Quarantine officers inspected all incoming ships, keeping suspect ones at a station on Staten Island. Nevertheless, in the summer of 1822, the plague killed nearly a hundred residents, and led the Chamber of Commerce to petition the state for harsher laws. “A vessel, on board of which Yellow Fever is known to have been during the voyage,” they argued, “should not be allowed, under any circumstances to approach the city, between the first days of May and October.” Fever being a disease – after all – that “nothing, except frost, has ever been found to purify.” During the 1820s, the City lost five straight health officers to the plague.

Despite pilots and pirates and plagues, the City’s commerce pushed ahead. In 1817, the New York Stock Exchange opened on Wall Street. The next year, a Manhattan merchant instituted the Black Ball Line, the world’s first packet service to run on a fixed schedule. “The regularity of their times of sailing, and the excellent condition in which they deliver their cargoes,” an advertisement for the ships claimed, “will make them very desirable opportunities for the conveyance of goods.” Each year brought new records.

Then, in 1819, the speculative profits ended when “a terrible crash in trade and speculation of all kinds spread ruin throughout the land.” The nation experienced its first financial panic. Shipping fell of drastically. That year, only 993 vessels, carrying nine thousand passengers, cleared customs in New York harbor. Four years later, the number of ships had risen slightly, but they carried fewer than half as many passengers.

-=-=-

**Exercise set:**
1. In the passage on early New York commerce, how many health officers did the City lose to the plague during the 1820s?
2. Continue the passage on early New York commerce from its last sentence.
The rows after this have nothing to do with the passage on early New York commerce.

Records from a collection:
-=-=-

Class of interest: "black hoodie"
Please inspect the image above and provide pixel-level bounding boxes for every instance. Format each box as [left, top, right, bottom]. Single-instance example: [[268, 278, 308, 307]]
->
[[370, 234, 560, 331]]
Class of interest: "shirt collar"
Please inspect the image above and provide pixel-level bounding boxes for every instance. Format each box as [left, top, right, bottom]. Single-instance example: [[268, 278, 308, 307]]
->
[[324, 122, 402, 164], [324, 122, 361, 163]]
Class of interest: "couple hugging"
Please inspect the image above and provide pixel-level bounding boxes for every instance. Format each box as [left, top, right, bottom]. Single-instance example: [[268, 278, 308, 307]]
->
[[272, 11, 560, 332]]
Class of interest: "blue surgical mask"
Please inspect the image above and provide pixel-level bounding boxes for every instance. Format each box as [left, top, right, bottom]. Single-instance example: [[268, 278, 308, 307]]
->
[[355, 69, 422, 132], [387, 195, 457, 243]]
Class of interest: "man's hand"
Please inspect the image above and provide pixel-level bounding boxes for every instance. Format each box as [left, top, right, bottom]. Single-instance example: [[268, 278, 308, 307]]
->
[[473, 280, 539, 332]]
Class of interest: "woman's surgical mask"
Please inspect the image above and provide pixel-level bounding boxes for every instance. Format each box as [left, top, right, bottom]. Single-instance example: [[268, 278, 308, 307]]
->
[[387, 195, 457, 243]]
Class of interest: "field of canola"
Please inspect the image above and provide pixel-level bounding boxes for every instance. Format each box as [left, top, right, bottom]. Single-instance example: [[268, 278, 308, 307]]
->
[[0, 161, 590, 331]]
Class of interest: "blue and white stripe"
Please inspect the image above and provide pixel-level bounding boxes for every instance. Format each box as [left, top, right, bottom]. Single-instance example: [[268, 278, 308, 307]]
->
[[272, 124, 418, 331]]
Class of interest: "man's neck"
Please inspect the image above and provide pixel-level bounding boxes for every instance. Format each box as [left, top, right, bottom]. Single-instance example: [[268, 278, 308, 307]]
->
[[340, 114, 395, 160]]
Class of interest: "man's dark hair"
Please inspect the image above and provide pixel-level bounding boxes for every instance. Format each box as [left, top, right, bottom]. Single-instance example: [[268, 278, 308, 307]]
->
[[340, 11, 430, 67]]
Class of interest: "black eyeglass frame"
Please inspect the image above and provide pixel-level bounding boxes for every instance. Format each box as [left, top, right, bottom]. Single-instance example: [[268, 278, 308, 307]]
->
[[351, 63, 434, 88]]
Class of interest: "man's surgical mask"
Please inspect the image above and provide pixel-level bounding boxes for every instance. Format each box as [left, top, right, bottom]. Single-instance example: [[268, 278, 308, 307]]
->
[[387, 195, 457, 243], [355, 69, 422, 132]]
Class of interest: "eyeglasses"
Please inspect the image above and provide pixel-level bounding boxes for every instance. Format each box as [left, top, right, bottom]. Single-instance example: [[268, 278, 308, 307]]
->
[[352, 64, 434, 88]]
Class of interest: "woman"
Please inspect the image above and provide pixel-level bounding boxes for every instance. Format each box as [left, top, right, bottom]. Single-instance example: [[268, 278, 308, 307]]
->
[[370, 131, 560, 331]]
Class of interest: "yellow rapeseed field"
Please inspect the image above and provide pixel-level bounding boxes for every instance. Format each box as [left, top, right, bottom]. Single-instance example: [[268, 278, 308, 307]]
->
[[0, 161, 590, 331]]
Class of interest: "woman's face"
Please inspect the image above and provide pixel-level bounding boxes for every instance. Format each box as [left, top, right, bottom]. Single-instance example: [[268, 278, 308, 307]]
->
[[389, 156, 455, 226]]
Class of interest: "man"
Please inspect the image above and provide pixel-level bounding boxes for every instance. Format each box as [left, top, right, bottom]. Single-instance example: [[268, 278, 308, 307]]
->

-=-=-

**Written responses:**
1. Five straight health officers.

2.
The panic bankrupted merchants, but it also devastated the lives of working people. In 1819, the New York Society for the Prevention of Pauperism estimated that 8,000 of the 120,000 residents in the city were in need of relief. The next year, the number had risen to 12,000. And the masses who were unemployed or irregularly employed could not be quantified. Many believed that the citizens of the United States were being punished for their greed. The nation was like an “overgrown and pampered youth … vaulting and bounding to ruin,” declared a speaker of the Society of Tammany, a social club that had not yet taken to politics. Financial panics and even plagues were “the Act of Providence to arrest our hasty strides to national destruction.”

The Chamber of Commerce interested itself in the affairs of the distressed in 1839, when it petitioned the state legislature concerning a measure pending on the issue of imprisonment for debt. The lawmakers wanted to abolish this practice. But, the merchants defended it. “The City of New York from its natural advantages and commercial connexions is the great market for the state of imported merchandise,” they wrote, “and is consequently largely a creditor City, and in both these characters the interests of her merchants is deeply involved in every thing rendering debts … secure.” For local debtors it was easy to exert social and financial pressures to ensure repayment. Resident of other states were not so easily swayed. “In these cases, the New York creditor’s only security is the right to detain his debtors person until delivery of his property, in case of his resort to their City or to preclude him from resorting here to trade.”

This was only fair. “Your memorialists do humbly conceive this to be both politic and equal,” the Chamber noted, “a man unwilling or unable to pay his debts is an undesirable customer in any market: and it is optional with every man to come to a city or not, he cannot justly complain of hard ship, if deprived of work to a market to which he only contributes an increase of bad debts.”